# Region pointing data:
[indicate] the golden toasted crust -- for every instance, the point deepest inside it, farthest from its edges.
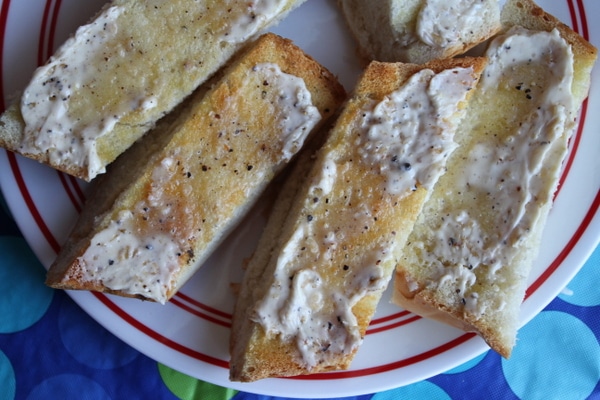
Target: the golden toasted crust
(224, 144)
(135, 65)
(418, 286)
(256, 354)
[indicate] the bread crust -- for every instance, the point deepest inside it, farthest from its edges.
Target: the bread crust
(227, 144)
(257, 354)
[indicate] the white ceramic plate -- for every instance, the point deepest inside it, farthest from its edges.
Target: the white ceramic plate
(190, 333)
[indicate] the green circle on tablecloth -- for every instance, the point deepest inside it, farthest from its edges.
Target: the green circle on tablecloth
(564, 359)
(21, 277)
(187, 388)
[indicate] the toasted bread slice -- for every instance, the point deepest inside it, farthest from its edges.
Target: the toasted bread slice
(418, 31)
(133, 63)
(332, 241)
(468, 258)
(165, 204)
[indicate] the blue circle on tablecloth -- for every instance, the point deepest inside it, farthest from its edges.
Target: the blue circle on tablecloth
(67, 387)
(583, 289)
(21, 277)
(84, 341)
(468, 365)
(566, 358)
(419, 390)
(7, 377)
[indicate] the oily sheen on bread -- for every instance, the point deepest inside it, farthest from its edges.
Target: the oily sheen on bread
(116, 76)
(332, 240)
(469, 256)
(166, 203)
(418, 31)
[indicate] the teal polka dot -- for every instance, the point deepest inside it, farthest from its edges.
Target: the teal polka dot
(468, 365)
(566, 358)
(68, 387)
(84, 340)
(420, 390)
(21, 277)
(7, 377)
(583, 289)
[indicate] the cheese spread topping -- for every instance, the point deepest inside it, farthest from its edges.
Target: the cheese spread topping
(142, 250)
(294, 103)
(305, 303)
(507, 174)
(443, 23)
(301, 306)
(409, 134)
(245, 25)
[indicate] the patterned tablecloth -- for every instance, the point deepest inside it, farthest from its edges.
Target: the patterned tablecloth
(51, 349)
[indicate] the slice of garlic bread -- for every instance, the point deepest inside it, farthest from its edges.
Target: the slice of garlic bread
(471, 251)
(116, 76)
(332, 241)
(166, 203)
(418, 31)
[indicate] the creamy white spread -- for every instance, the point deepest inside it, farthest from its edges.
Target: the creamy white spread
(508, 173)
(444, 23)
(246, 24)
(49, 125)
(409, 134)
(294, 105)
(300, 305)
(130, 257)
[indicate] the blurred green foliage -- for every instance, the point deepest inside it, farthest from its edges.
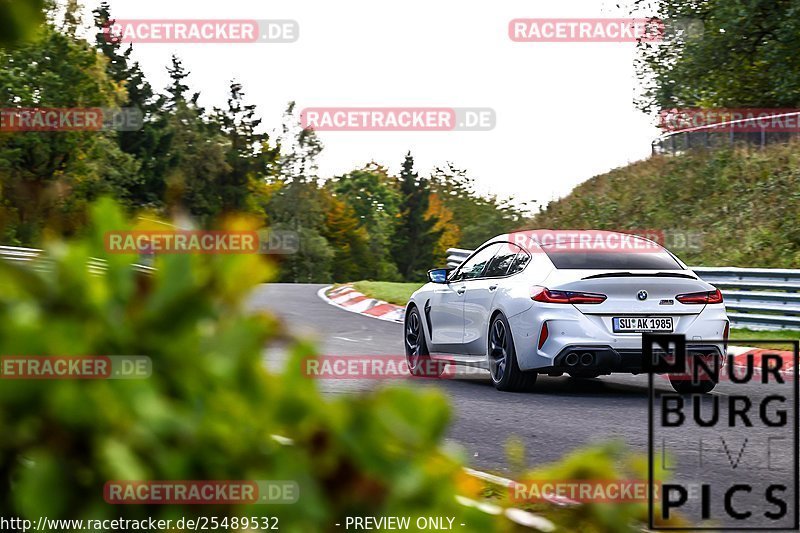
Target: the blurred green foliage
(602, 463)
(19, 20)
(210, 409)
(744, 202)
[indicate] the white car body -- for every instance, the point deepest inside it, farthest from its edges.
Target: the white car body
(457, 315)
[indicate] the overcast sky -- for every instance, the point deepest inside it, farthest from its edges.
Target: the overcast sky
(564, 110)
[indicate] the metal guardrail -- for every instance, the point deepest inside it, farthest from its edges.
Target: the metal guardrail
(41, 262)
(755, 298)
(725, 134)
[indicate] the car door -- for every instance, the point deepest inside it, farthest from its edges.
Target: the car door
(480, 294)
(446, 313)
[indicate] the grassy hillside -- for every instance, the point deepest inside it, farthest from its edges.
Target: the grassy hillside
(746, 204)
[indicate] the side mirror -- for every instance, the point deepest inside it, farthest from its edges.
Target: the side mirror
(439, 275)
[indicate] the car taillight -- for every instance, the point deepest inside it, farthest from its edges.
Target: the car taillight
(710, 297)
(541, 294)
(543, 335)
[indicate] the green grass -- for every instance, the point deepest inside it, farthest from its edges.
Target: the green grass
(746, 334)
(395, 293)
(721, 207)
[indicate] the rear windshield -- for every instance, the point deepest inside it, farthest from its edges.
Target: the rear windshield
(612, 260)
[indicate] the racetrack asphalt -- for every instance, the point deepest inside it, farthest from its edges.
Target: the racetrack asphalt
(561, 414)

# WHAT YOU HAVE TO DO:
Reproduce each entry precisely; the pictures stay out.

# EXERCISE RESULT:
[indicate] the golden toasted crust -- for every instance, the point deepest inside it, farthest from its edges.
Target: the golden toasted crust
(224, 144)
(135, 65)
(418, 286)
(256, 354)
[indicate] the bread crust -- for every instance, the point deepest inside it, farthest from its edges.
Target: the bread crust
(227, 144)
(257, 354)
[indicate] the white ceramic plate -- for every instance, the point deepest inside it, farthest from its edges.
Target: the white ceramic plate
(190, 333)
[indicate] the green circle on tablecloth -- for every instance, the point deepest inside it, farthest from its edges.
Target: the green circle on tablecloth
(564, 359)
(21, 277)
(187, 388)
[indicate] the toasted bread slice -- for every instance, the point deepest inside it, farthest from its edges.
Target: the toasted bread slice
(418, 31)
(133, 63)
(332, 241)
(468, 258)
(165, 204)
[indicate] the blue circle on tablecloth -- for every instance, the point deepest inside it, farthest from its edges.
Target: the blue circle on tablecloth
(67, 387)
(583, 289)
(21, 277)
(84, 341)
(468, 365)
(566, 358)
(419, 390)
(7, 377)
[indicate] the oily sheen on bread -- for every instance, the point deepest inside it, farthest from its edges.
Target: the oily sheen on bread
(116, 76)
(332, 240)
(469, 256)
(166, 203)
(418, 31)
[indicate] the teal polka dot -- for every instance, the point deepest inside it, farthest from its edges.
Target: the teal polka dot
(468, 365)
(566, 358)
(68, 387)
(84, 340)
(420, 390)
(21, 277)
(7, 377)
(583, 289)
[indicate] the cheese spread topping -- for every instance, the point deepest inside it, farthest from its edges.
Target: the cheese spread topping
(142, 250)
(294, 103)
(305, 303)
(507, 174)
(443, 23)
(301, 306)
(409, 134)
(245, 25)
[indicate] the patterned tablecloth -- for every instance, the point deepest inside it, farthest from its edges.
Target: the patterned tablecloth
(51, 349)
[indicate] the slice of garlic bread -- for every instance, the point deepest inside it, farthest from its edges.
Target: the slice of garlic bread
(471, 251)
(116, 76)
(332, 241)
(166, 203)
(418, 31)
[indicate] the creamy white spread -- for every instance, the point deepest inside it, farthest from its edges.
Target: the creamy white spread
(508, 173)
(444, 23)
(246, 24)
(49, 125)
(409, 134)
(294, 105)
(300, 305)
(130, 257)
[indicate] the blurred green foliage -- for every instance, the point deepest inside it, farthest from its edges.
Target: the blurred green foliage
(602, 463)
(19, 20)
(210, 409)
(744, 202)
[indicate] the white car body -- for every instance, the point deepest inside it, farthest from its edges.
Target: the white car body
(457, 315)
[indicate] the overcast sky -- for every instance, the point deepest inside it, farthest from its edges.
Target: the overcast sky
(564, 110)
[indicate] the metal guardrail -- for every instance, the point deepest inside it, farthest from its edges.
Target: the metal guardrail
(41, 262)
(755, 298)
(725, 134)
[indicate] the car door -- for every instance, the point deepest inside it, farthest from its edges.
Target: the car door
(480, 294)
(446, 313)
[indicate] the grassy hillside -- for every instance, the point deepest inside it, farthest from its edges.
Target: the grassy hillside
(746, 204)
[indicate] the side mirror -- for every instance, the point deepest inside it, farthest from its edges.
Target: the side mirror
(439, 275)
[indicate] the car taillight -- for every instance, the point deepest inside it, farthest from its edges.
Target: the car taillight
(710, 297)
(541, 294)
(543, 335)
[indicate] the green grass -- for every instance, the point deepest inside it, farthest from its edges.
Target: the green grass
(746, 334)
(395, 293)
(721, 207)
[indicate] the rear windshield -- for every instance, the point deepest inside it, farthest from its edges.
Target: the rear windshield
(612, 260)
[indicate] the racetrack asphalt -- for every instance, the point deepest inside it, farthest from its edges.
Target: the racetrack asphalt
(561, 414)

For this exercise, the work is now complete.